▶ [TASK DESCRIPTION] Repeat the following lines exactly and nothing else: the line containing "out like [277,72]." and each line after it through the end of the listing.

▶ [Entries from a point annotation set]
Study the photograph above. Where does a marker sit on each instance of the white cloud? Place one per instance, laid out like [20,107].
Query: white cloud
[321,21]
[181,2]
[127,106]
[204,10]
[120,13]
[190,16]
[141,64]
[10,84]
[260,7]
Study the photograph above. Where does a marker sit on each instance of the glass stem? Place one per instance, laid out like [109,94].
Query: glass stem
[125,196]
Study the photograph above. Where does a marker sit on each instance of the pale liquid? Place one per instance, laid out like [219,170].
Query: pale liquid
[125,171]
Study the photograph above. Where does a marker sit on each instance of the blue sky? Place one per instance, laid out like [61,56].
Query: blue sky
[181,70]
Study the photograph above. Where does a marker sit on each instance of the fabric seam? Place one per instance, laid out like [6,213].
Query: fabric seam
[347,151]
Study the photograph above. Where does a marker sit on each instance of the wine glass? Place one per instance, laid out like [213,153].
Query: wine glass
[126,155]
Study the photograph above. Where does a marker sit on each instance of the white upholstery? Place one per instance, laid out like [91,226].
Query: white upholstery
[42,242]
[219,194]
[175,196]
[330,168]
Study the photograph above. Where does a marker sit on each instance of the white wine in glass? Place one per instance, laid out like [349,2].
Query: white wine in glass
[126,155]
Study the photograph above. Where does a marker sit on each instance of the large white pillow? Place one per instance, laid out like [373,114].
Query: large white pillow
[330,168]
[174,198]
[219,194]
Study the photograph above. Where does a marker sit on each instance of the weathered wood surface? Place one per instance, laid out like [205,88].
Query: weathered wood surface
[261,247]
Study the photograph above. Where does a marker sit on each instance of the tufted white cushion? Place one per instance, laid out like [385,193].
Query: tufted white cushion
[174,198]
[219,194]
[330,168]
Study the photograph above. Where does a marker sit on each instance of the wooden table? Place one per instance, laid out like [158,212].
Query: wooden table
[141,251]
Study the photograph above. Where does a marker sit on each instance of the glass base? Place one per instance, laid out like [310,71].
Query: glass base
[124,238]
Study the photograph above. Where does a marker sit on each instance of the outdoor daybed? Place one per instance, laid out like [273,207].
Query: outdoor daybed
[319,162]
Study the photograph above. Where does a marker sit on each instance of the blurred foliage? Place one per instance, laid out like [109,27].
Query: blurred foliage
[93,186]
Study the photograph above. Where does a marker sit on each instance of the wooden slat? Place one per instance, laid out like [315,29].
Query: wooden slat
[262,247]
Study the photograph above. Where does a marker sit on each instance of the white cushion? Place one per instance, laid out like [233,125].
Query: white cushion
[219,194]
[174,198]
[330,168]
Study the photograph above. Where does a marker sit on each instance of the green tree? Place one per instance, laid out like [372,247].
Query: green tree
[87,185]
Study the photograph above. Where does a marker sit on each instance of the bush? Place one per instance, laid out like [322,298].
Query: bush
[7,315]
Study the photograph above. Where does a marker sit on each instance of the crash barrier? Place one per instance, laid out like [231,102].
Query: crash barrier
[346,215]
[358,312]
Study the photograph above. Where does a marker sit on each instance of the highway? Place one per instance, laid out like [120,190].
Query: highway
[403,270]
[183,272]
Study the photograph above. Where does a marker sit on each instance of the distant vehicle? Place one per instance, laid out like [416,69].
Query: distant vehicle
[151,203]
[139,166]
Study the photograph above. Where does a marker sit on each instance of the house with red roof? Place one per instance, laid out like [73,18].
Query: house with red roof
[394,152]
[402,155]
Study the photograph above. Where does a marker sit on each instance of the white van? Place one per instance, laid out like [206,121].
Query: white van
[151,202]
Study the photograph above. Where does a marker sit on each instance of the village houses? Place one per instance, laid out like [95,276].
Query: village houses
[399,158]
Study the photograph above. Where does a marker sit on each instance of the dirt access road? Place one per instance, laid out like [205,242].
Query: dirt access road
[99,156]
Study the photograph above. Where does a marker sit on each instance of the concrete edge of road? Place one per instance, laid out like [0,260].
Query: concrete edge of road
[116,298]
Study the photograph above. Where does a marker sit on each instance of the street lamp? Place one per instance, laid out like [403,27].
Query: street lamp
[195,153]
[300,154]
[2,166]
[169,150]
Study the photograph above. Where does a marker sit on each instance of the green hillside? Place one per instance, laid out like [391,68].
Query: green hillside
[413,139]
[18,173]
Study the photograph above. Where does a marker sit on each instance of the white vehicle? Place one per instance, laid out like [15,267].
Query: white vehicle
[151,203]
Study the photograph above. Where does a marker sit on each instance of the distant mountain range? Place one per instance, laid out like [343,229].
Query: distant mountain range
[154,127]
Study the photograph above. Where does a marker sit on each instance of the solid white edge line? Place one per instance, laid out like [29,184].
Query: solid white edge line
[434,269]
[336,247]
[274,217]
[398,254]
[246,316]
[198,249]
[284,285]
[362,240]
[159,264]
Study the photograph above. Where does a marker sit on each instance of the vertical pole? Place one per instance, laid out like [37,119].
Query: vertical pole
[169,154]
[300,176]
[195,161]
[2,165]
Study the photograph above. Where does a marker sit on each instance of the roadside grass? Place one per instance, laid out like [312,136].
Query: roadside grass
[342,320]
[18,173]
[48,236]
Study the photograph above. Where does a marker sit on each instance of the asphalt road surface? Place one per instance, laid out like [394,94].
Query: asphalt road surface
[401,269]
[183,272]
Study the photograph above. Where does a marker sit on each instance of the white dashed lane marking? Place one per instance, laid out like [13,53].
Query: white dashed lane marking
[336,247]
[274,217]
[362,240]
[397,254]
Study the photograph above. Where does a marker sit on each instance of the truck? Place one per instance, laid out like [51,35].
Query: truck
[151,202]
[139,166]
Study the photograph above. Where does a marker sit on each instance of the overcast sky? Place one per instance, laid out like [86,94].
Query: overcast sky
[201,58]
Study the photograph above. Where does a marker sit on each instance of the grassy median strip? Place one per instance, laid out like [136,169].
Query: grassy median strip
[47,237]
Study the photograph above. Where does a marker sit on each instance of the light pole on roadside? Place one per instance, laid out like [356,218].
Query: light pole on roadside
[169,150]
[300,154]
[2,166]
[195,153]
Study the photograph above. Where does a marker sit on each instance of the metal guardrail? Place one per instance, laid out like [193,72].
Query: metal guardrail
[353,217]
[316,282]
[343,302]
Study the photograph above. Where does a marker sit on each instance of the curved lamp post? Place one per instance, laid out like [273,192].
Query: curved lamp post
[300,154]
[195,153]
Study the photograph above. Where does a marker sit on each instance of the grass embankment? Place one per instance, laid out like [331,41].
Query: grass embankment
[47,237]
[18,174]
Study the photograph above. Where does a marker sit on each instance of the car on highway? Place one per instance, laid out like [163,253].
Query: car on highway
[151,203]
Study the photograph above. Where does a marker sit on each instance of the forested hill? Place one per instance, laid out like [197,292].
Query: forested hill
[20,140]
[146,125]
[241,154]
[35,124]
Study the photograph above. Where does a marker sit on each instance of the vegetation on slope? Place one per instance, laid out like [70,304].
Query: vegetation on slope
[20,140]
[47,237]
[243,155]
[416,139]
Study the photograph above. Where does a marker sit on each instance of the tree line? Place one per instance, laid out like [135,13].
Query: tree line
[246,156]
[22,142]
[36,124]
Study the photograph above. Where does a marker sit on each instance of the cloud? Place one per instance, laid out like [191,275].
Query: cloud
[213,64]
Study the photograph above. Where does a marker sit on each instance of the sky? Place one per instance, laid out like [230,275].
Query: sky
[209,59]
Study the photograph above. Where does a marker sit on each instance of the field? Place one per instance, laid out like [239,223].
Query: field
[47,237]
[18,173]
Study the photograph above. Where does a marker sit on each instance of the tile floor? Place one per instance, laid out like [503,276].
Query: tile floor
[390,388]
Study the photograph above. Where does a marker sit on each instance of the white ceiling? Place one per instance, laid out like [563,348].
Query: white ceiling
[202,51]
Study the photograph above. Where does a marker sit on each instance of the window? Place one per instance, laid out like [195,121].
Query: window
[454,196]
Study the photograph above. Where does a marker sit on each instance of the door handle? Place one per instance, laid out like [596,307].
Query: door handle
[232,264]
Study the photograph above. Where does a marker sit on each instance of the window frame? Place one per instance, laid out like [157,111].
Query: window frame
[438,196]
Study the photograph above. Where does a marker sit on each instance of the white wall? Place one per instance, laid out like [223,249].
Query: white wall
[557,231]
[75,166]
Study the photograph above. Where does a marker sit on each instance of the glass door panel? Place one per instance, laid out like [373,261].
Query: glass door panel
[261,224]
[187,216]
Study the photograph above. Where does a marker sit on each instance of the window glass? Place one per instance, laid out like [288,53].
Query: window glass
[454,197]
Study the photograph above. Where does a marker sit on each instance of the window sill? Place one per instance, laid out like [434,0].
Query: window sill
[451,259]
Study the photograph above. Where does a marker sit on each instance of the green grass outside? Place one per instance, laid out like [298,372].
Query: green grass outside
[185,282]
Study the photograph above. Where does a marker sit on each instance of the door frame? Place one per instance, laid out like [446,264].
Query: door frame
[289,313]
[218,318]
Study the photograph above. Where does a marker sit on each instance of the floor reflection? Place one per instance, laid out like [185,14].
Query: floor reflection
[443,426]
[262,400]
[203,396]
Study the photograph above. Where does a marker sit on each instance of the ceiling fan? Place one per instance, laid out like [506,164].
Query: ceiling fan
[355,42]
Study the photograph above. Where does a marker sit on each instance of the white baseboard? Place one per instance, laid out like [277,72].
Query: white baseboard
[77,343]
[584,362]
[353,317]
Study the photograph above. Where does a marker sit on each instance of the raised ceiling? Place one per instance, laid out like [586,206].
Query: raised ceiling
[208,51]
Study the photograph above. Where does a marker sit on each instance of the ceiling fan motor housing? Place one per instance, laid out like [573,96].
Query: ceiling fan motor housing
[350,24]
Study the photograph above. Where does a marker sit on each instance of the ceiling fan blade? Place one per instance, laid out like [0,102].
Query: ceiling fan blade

▶ [RESPONSE BELOW]
Study the photograph above. Where does a marker sit on each instance of the white baseboard? Place one per instance, laid out like [277,72].
Query: white baseboard
[77,343]
[584,362]
[353,317]
Study the photograph above. Where does a marker sit on each instance of the raised ceiling? Place one per instance, laid out like [586,206].
Query: raised ceiling
[208,51]
Study the photograph above. Where does a marker sit on each instance of the ceiling fan motor housing? Place one per instance, laid out like [573,96].
Query: ceiling fan motor housing
[350,24]
Study the photograph above. Where does a marker sit on each instance of the ceiling fan blade? Place one per instance, laid out like [0,102].
Query: ceiling fan blade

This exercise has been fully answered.